▶ [Problem statement] All of the data below is to be output exactly as written.

*** Entries provided ***

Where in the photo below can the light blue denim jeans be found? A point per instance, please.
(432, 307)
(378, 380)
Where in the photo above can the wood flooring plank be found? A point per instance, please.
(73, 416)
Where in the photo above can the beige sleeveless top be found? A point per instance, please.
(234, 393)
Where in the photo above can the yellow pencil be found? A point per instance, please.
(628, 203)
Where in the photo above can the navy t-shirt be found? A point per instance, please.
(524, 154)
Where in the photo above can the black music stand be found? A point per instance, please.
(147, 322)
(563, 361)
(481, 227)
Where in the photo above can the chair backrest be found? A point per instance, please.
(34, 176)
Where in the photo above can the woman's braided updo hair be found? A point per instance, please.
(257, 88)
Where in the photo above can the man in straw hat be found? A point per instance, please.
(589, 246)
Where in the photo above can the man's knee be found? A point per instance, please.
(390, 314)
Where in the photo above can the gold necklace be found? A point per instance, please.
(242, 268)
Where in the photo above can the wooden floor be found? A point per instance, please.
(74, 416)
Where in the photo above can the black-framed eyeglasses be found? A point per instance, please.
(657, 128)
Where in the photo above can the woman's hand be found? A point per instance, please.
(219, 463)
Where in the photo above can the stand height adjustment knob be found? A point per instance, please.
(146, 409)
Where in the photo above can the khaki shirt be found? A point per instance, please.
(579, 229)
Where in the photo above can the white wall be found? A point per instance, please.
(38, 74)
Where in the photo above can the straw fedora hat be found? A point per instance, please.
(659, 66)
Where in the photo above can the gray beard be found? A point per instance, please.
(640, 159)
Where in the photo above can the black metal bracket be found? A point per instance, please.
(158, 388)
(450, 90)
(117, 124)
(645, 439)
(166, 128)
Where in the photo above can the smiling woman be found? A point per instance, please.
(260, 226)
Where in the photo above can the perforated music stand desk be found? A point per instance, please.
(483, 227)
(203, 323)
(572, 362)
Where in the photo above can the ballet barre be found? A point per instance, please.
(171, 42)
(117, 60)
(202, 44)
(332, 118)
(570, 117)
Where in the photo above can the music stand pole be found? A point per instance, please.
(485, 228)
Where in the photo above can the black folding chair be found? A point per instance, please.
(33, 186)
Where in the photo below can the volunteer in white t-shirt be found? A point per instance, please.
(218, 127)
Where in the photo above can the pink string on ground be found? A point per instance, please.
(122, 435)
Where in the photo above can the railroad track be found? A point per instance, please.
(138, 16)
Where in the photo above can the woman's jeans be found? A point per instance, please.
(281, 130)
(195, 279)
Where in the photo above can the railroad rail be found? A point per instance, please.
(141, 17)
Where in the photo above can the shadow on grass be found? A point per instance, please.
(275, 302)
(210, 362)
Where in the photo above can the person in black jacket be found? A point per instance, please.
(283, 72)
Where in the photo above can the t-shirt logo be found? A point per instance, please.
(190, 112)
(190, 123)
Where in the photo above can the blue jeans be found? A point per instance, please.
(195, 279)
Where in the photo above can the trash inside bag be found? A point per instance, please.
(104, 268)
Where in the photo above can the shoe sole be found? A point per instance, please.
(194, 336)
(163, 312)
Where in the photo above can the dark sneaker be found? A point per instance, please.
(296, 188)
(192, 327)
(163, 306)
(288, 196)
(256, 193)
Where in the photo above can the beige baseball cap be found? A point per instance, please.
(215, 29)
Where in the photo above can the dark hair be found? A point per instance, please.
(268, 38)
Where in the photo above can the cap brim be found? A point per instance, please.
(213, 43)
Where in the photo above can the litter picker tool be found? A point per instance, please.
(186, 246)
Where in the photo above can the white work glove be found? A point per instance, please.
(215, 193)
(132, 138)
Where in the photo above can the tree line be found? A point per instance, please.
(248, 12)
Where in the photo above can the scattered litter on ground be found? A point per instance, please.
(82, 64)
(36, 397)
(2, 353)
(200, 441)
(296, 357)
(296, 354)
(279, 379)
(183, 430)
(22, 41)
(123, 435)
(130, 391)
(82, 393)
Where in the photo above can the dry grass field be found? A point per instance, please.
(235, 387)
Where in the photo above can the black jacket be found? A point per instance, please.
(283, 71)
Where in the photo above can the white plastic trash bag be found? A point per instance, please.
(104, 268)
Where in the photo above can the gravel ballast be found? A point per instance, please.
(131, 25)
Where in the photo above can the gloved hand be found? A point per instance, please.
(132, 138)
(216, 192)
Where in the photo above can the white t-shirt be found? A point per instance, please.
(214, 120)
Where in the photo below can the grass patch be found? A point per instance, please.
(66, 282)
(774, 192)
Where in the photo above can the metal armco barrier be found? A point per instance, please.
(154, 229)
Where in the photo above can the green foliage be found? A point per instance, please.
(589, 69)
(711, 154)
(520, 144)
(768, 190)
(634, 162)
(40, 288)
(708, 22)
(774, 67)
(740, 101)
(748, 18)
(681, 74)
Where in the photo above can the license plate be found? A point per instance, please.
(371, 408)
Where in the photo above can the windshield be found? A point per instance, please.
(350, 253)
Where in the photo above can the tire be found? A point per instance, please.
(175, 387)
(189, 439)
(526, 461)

*** End of Entries provided ***

▶ [Expected answer]
Where in the photo below can the light blue denim jeans be found? A point per instance, please.
(432, 307)
(378, 380)
Where in the photo above can the wood flooring plank be found? A point per instance, please.
(73, 416)
Where in the photo above can the beige sleeveless top be found? A point per instance, please.
(234, 393)
Where in the photo above can the yellow pencil be found? A point per instance, please.
(628, 203)
Where in the photo above can the navy t-shirt be found? A point per instance, please.
(524, 154)
Where in the photo above can the black music stand be found? A point per instance, please.
(147, 322)
(563, 361)
(481, 227)
Where in the photo above can the chair backrest be found? A point per instance, please.
(34, 176)
Where in the photo above can the woman's braided updo hair be found? A point per instance, please.
(257, 88)
Where in the photo above can the man in straw hat be found? A point per instance, please.
(589, 246)
Where in the photo above can the man's knee be found? A point per instance, please.
(390, 314)
Where in the photo above can the gold necklace be found? A point per instance, please.
(242, 268)
Where in the photo above can the wooden floor be found? A point per instance, please.
(74, 416)
Where in the photo above can the black-framed eyeglasses be found? A point per instance, please.
(657, 128)
Where in the photo above can the woman's hand be found? A point per instance, please.
(219, 463)
Where in the photo above can the stand height adjustment knob be found? A point per instance, please.
(146, 409)
Where in the photo above can the khaki shirt be found? A point per instance, please.
(579, 229)
Where in the photo above can the white wall be found? A point per instance, please.
(38, 74)
Where in the photo above can the straw fedora hat be found? A point per instance, please.
(659, 66)
Where in the photo above can the gray beard be found? A point per instance, please.
(640, 159)
Where in the photo above can the black metal bracket be found? A point per instance, please.
(158, 388)
(450, 90)
(117, 124)
(645, 439)
(166, 128)
Where in the photo above can the smiling woman be found? A point per instance, please.
(260, 226)
Where in the photo above can the perforated music stand desk be found? A point per instance, please.
(483, 227)
(203, 323)
(572, 362)
Where in the photo above can the ballet barre be found? A point per instance, please.
(171, 42)
(117, 60)
(202, 44)
(332, 118)
(570, 117)
Where in the photo above can the music stand pole be found? A point per instance, please.
(485, 228)
Where in the photo above can the black folding chair be found? A point per instance, please.
(33, 186)
Where in the photo below can the volunteer in white t-shirt be found? A point per instance, please.
(218, 127)
Where in the photo above can the pink string on ground be found? A point per instance, please.
(122, 435)
Where in the photo above can the railroad track be found? A point per instance, please.
(138, 16)
Where in the photo above can the woman's jeans be found? A point per instance, please.
(281, 130)
(195, 279)
Where in the photo above can the railroad rail be found? A point per instance, please.
(141, 17)
Where in the photo above can the shadow on grass be found? A point per instance, please.
(275, 302)
(210, 362)
Where in the photo above can the person in black jacket be found? A point per instance, please.
(283, 72)
Where in the photo above can the t-shirt logo be found? A point per instance, please.
(190, 112)
(190, 123)
Where in the photo above can the blue jeans be found? A point per instance, please.
(195, 279)
Where in the photo above can the trash inside bag be found? A point per instance, please.
(104, 268)
Where in the photo above can the shoe sole be found? A point per instance, please.
(194, 336)
(163, 312)
Where in the photo above can the dark sneaker be found? A point per instance, please.
(296, 188)
(192, 327)
(163, 306)
(288, 196)
(256, 193)
Where in the photo above can the beige baseball cap be found? A point per instance, please.
(215, 29)
Where in the photo above can the dark hair be found? A point per instance, please.
(268, 38)
Where in the photo above can the cap brim be found? A point per instance, please.
(213, 43)
Where in the photo above can the litter picker tool be found? A point per instance, please.
(186, 246)
Where in the photo above can the white work glove be found? A point per instance, please.
(215, 193)
(132, 138)
Where in the photo above can the tree line be found? A point per instance, please.
(248, 12)
Where in the photo above can the scattered litter on ground be found? A point per instance, please.
(82, 64)
(36, 397)
(2, 353)
(200, 441)
(296, 357)
(296, 354)
(279, 379)
(183, 430)
(22, 41)
(123, 435)
(130, 391)
(82, 393)
Where in the photo above can the dry grass field be found? A point per instance, please.
(235, 387)
Where in the photo above can the black jacket be found? A point per instance, please.
(283, 71)
Where in the photo above can the white plastic trash bag be found? A point per instance, please.
(104, 268)
Where in the photo above can the gravel ballast be found? A point per instance, please.
(131, 25)
Where in the photo above can the gloved hand be found? A point per instance, please.
(132, 138)
(216, 192)
Where in the photo above can the white t-shirt be found? A point per instance, please.
(214, 120)
Where in the photo below can the grass patch be found? A point per instance, please.
(66, 282)
(774, 192)
Where in the photo above can the metal armco barrier be found? A point per instance, please.
(154, 229)
Where in the photo above can the green foliage be found? A point per instance, please.
(589, 69)
(711, 154)
(520, 144)
(768, 190)
(634, 162)
(40, 288)
(708, 22)
(774, 67)
(740, 101)
(748, 18)
(681, 74)
Where in the photo above can the license plate be found? A point per instance, please.
(371, 408)
Where in the photo above can the windshield be found? A point per instance, please.
(350, 253)
Where in the photo above can the tire be found? A point per instance, please.
(175, 387)
(189, 439)
(526, 461)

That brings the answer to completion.